To do: Find every line below that contains the word "Query" and copy each of those lines in full.

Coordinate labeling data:
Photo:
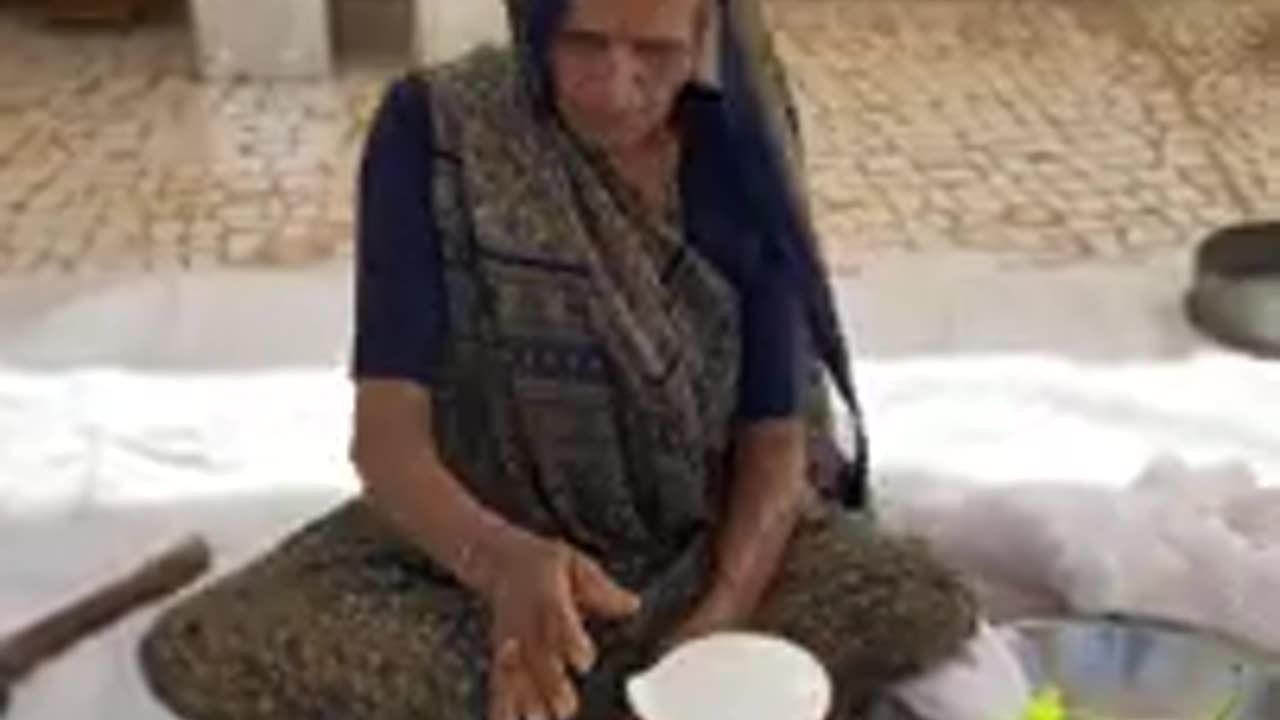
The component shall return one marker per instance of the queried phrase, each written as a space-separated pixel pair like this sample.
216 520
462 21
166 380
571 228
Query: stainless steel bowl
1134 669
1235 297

* * *

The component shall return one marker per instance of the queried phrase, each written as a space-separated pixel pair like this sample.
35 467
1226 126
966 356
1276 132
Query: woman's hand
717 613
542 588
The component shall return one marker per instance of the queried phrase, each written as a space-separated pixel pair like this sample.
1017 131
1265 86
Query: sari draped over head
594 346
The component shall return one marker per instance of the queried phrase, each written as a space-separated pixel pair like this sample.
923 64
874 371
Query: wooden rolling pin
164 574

Full solution:
Query: stainless steel bowl
Query: woman's hand
Query: sari draped over head
Query: wooden rolling pin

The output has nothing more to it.